Cette histoire est venue de l’enfer, comme si le Londres victorien contenait dans son ventre les monstres propres aux meilleures histoires.
« From Hell » peut être qualifiée de Bd historique si l’on tient compte de la densité de la narration. Six cent pages au service d’une des plus grandes affaires criminelles de l’Histoire, une « autopsie de Jack l’éventreur ».
Allan Moore (l’un des plus grands scénariste comics que la terre eu portée, soit dit en passant) se livre à une compilation minutieuse des sources et une reconstitution fascinante des évènements qui secouent Londres en cette fin de siècle.
Les dessins d’Eddie Campbell illustrent une réalité historique autant qu’ils donnent vie à l’atmosphère de ce Londres sombre et terrifiant, qui aujourd’hui encore animent les fantasmes des foules.
Le découpage des séquences est parfaitement construit pour servir le récit dans des tons exclusivement noirs et blancs et des traits fins.
Les personnages, les lieux sont parfaitement reconstitués et les plans imaginés avec audace renouvellent sans cesse le rythme et la construction de la narration.
Moore et Campbell nous font donc découvrir les multiples protagonistes et rebondissements d’une affaire policière complexe, les enjeux et les intérêts qui ont animé la capitale victorienne et la couronne d’Angleterre.

Entrées fournies:
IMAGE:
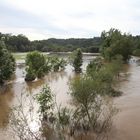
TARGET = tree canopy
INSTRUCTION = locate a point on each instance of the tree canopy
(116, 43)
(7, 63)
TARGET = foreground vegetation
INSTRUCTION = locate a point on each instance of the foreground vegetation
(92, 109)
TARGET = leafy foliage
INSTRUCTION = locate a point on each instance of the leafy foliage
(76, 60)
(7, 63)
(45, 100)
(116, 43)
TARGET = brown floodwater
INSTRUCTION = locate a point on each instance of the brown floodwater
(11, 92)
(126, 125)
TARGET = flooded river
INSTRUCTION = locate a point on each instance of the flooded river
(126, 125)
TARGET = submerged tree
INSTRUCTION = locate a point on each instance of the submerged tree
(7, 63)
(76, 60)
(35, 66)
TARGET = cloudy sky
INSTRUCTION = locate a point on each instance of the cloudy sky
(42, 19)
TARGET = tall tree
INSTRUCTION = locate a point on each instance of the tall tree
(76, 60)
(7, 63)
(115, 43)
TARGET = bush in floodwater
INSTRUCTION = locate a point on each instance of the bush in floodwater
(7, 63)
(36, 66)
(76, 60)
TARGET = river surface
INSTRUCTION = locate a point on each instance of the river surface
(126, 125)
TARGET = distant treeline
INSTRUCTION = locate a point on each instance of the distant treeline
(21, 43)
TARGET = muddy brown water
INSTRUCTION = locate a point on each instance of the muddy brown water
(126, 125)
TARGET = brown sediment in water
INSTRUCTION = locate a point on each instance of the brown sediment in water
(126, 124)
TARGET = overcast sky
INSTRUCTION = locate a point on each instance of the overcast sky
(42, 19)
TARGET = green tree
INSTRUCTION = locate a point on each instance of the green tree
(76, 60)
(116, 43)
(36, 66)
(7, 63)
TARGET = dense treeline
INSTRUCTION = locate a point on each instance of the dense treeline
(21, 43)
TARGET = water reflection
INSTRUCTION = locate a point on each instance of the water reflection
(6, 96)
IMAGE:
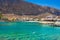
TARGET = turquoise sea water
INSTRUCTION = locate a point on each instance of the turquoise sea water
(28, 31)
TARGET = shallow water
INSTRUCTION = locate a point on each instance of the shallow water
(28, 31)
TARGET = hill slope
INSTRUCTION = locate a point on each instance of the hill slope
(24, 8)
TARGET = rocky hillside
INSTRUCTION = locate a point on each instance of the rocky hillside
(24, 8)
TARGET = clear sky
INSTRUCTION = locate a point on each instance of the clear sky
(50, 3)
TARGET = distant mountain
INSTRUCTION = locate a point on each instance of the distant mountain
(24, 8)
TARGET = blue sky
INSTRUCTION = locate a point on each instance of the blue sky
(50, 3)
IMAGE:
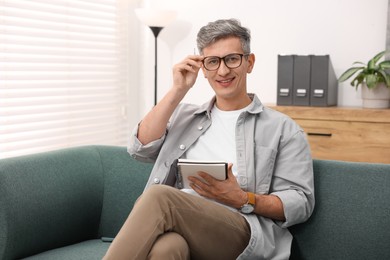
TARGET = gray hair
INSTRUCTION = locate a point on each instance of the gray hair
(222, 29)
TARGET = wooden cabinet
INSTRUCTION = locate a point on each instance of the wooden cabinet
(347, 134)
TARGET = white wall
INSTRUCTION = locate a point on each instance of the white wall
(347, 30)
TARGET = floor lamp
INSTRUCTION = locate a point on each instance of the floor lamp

...

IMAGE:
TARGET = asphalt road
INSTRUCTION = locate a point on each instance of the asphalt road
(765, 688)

Consignes:
**a)** Selon la critique de « From Hell », qui signe les dessins de l'ouvrage ?
**b)** Réécrivez le passage de la critique de « From Hell » compris entre « Moore et Campbell » et « la couronne d’Angleterre. », bornes incluses, en remplaçant « la capitale victorienne » par « la métropole victorienne ».
Les entrées forment un matériau distinct du texte source.

Corrigé:
**a)** Eddie Campbell.

**b)**
Moore et Campbell nous font donc découvrir les multiples protagonistes et rebondissements d’une affaire policière complexe, les enjeux et les intérêts qui ont animé la métropole victorienne et la couronne d’Angleterre.